Everything in the data that follows should be given again verbatim, except the images.
(Beginning of Data for analysis)
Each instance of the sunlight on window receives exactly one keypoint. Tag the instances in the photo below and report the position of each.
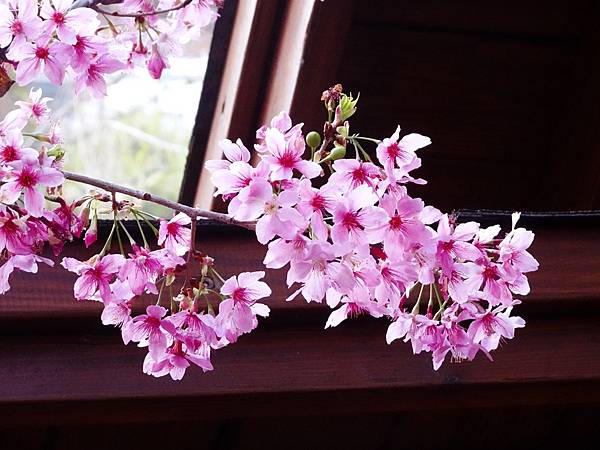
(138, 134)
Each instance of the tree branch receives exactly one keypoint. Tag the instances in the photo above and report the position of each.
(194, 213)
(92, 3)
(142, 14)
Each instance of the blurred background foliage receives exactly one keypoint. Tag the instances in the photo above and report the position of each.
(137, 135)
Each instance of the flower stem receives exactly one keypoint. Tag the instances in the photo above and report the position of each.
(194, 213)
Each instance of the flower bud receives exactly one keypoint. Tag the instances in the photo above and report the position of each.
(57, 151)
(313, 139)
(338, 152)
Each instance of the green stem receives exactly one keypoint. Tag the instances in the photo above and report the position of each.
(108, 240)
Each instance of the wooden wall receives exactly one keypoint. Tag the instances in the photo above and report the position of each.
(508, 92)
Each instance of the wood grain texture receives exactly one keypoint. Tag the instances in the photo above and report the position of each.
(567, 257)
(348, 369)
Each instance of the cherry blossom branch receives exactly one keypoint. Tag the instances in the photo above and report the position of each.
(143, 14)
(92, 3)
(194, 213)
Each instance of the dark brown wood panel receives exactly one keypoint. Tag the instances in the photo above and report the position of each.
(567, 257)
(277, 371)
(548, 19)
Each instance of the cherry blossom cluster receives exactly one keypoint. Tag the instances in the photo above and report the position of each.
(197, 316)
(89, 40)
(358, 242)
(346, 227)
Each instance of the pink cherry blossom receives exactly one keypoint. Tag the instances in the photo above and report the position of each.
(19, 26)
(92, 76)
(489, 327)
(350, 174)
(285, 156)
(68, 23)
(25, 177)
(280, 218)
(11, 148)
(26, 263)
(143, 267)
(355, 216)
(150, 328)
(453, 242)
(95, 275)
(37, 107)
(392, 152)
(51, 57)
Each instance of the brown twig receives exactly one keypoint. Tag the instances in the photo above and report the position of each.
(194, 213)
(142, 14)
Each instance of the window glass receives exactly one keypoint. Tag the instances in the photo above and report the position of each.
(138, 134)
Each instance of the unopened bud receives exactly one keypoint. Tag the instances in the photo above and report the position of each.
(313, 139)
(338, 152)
(End of Data for analysis)
** Answer section **
Each instance of the sunlight on window receives exactly one keypoint. Tag the instances in the photo below and report the position of each.
(138, 134)
Each instance of the tree branch receives exactly one keypoint. Tag the instances in the photo above and report the position of each.
(194, 213)
(92, 3)
(142, 14)
Each instance of the blurred background foliage receives exactly one keypoint. Tag the instances in the photo above and report the position of each.
(137, 135)
Each instance of the flower stem receives exactly one keypoint. Tag the instances in the photo above and report the position of each.
(194, 213)
Each instance of the flower bud receives exactly one keypoint. Tag the instances in the photo above and report the position of each.
(57, 151)
(313, 139)
(338, 152)
Each instance of the green stem receives exactly one keypoint. Tag the instances in the photo above and report the position of each.
(108, 240)
Each instance of the wooden wall receives exactly one keypoint. Tag the instances in the photo above and report the position of each.
(508, 92)
Each instance of the wood grain texture receives exactly one keypoint. Tag the instances in the photo above and report the position of each.
(567, 257)
(348, 369)
Each instance of the cherry blossom branch receives exactly one keypoint. Tag the instances in the photo above and report the position of each.
(143, 14)
(92, 3)
(194, 213)
Each instance of the dark brown wood panel receives exactly one keypoint. Tag the instances in the photo above and report the position of each.
(567, 257)
(277, 371)
(548, 19)
Each instance of the cherry blossom cluster receives exactly one keypoint. Tag the instances in the photo above and report the position of each.
(197, 316)
(89, 40)
(358, 242)
(346, 227)
Each instance of the pink cherry blossom receives exactly one keypoint. Tag the instances in the photo above and report the position of each.
(19, 26)
(92, 76)
(489, 327)
(350, 174)
(285, 156)
(68, 23)
(25, 177)
(280, 218)
(11, 148)
(26, 263)
(143, 267)
(355, 216)
(150, 328)
(453, 242)
(95, 275)
(37, 107)
(392, 152)
(51, 57)
Each instance of the brown twig receives exactly one keypoint. Tag the instances in the photo above and report the position of each.
(194, 213)
(142, 14)
Each instance of the window glass receives exactly one keypoint. Tag the instances in the photo above and report the position of each.
(138, 134)
Each instance of the unopened bud receives exactly one keypoint. Tag the instances in the photo above and report the position of each.
(313, 139)
(338, 152)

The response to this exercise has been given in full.